• [SOURCE]

Below are some quotes from Breitbart about some scientists who seem to have rediscovered photosynthesis.

Cleaning up skies choked with smog and soot would sharply curtail the capacity of plants to absorb carbon dioxide and blunt global warming, according to a study released on Wednesday.
Plant life -- especially tropical forests -- soak up a quarter of all the CO2 humans spew into the atmosphere, and thus plays a critical role in keeping climate change in check.
Through photosynthesis, vegetation transforms sunlight, CO2 and water into sugar nutrients.
Common sense would suggest that air pollution in the form of microscopic particles that obstruct the Sun's rays -- a phenomenon called "global dimming" -- would hamper this process, but the new study shows the opposite is true.

• [DATASET SECTION]
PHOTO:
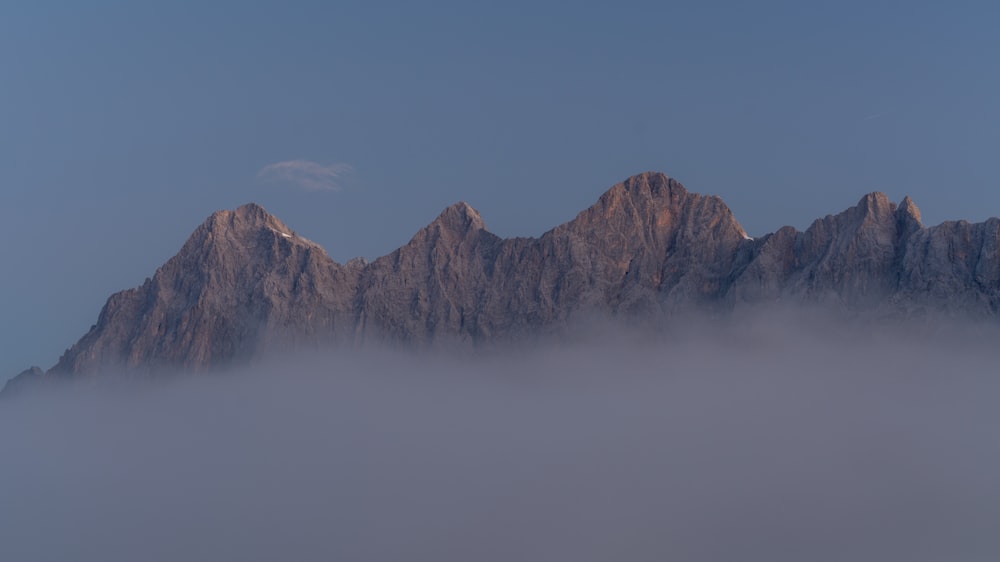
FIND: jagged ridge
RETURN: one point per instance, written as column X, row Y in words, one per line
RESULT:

• [REQUIRED ACTIONS]
• 1. In the passage on smog and plant growth, what share of the CO2 that humans release into the atmosphere does plant life absorb?
• 2. Repeat the passage on smog and plant growth word for word, from "Cleaning up skies" to "into sugar nutrients.".
• 3. Continue the passage on smog and plant growth, starting right after its last sentence.

• [EXERCISE RESPONSES]
• 1. A quarter of it.

• 2.
Cleaning up skies choked with smog and soot would sharply curtail the capacity of plants to absorb carbon dioxide and blunt global warming, according to a study released on Wednesday.
Plant life -- especially tropical forests -- soak up a quarter of all the CO2 humans spew into the atmosphere, and thus plays a critical role in keeping climate change in check.
Through photosynthesis, vegetation transforms sunlight, CO2 and water into sugar nutrients.

• 3.
"Surprisingly, the effects of atmospheric pollution seem to have enhanced global plant productivity by as much as a quarter from 1960 to 1999," said Linda Mercado, a researcher at the Met Office Hadley Centre in Britain, and the study's lead author.
"This resulted in a net ten percent increase in the amount of carbon stored by the land," she said in a statement.
Global dimming was especially strong from the 1950s up through the 1980s, corresponding to the period of enhanced plant growth, notes the study, published in the British journal Nature.